→ **Extracted data**
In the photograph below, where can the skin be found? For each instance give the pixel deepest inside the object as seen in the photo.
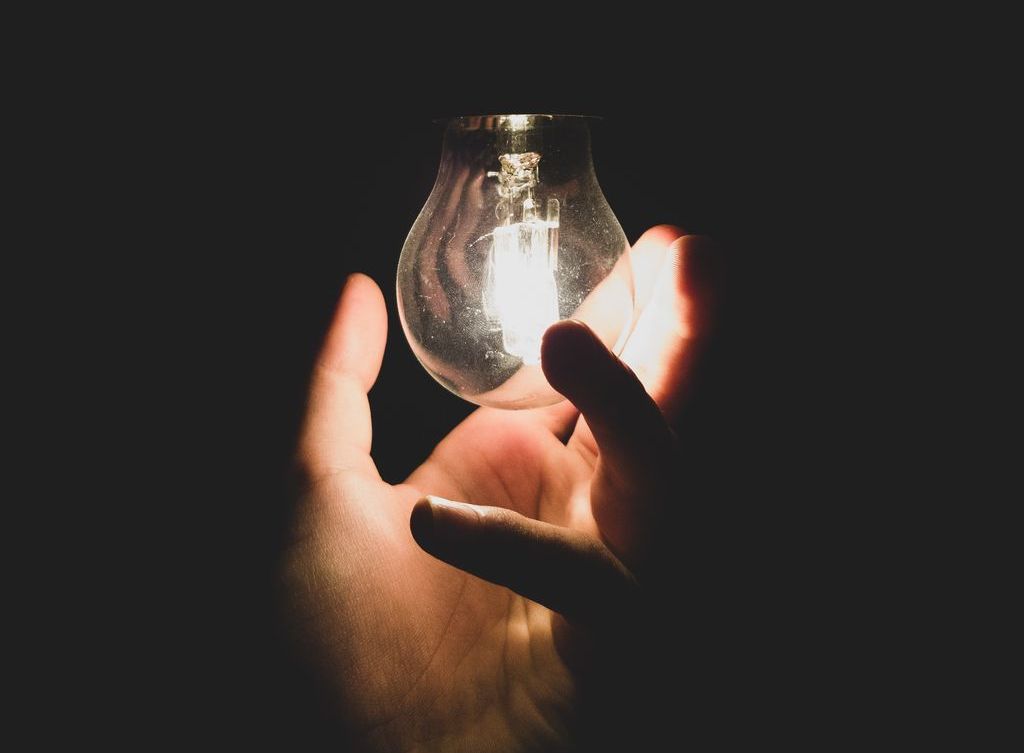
(480, 623)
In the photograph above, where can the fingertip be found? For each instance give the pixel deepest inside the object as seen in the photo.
(660, 235)
(698, 263)
(421, 523)
(565, 346)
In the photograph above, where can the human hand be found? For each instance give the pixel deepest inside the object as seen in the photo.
(552, 520)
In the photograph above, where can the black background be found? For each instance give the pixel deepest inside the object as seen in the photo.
(276, 170)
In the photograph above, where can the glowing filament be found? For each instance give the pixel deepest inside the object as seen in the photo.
(521, 298)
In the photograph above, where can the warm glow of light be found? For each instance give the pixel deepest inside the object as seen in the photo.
(522, 297)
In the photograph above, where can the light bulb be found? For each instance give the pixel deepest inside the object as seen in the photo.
(515, 236)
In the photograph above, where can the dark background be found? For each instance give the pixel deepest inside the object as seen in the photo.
(275, 174)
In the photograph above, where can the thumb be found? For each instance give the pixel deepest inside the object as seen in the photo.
(337, 429)
(565, 570)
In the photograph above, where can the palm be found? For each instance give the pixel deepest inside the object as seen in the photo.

→ **Your instructions**
Lay out every line of the records above as a numbered list, skipping any blank lines and omitting the pictures.

→ **Expected output**
1. In the photograph below, where can the skin be found? For each instance give the pixel deepest inside the object as seen in the photo.
2. (480, 623)
3. In the photograph above, where can the fingertip be found? For each instance give the pixel deepest inside the object as seen in the photo.
4. (660, 235)
5. (698, 263)
6. (421, 523)
7. (565, 346)
8. In the photograph above, where can the human hand be found? For each instance give the pixel deepest inside the object as seen in the photo.
9. (552, 520)
10. In the photograph above, where can the black background be found? For each instance give the pixel deepest inside the object as seen in the photo.
11. (276, 170)
12. In the photograph above, where can the glowing filament be found? For each instance give the pixel deepest inside the object as seen in the photo.
13. (521, 298)
14. In the photograph above, where can the warm glow of light be found? For each instance give the pixel deepest inside the object as seen in the photo.
15. (522, 297)
16. In the photograph above, where can the light bulb be found? For each instance give the pixel deepest inside the object as seen in the photo.
17. (515, 236)
18. In the photograph above, where can the dark background be found? For each instance give the pixel deepest inside the object as seen in the photo.
19. (275, 174)
20. In the photograph above, where can the thumb be found? For each instance give the pixel deepest inside the object as seen in the photo.
21. (337, 429)
22. (565, 570)
23. In the photograph above, where can the palm be found? For each instance give the pixel deepest inside the object as seen in the photo.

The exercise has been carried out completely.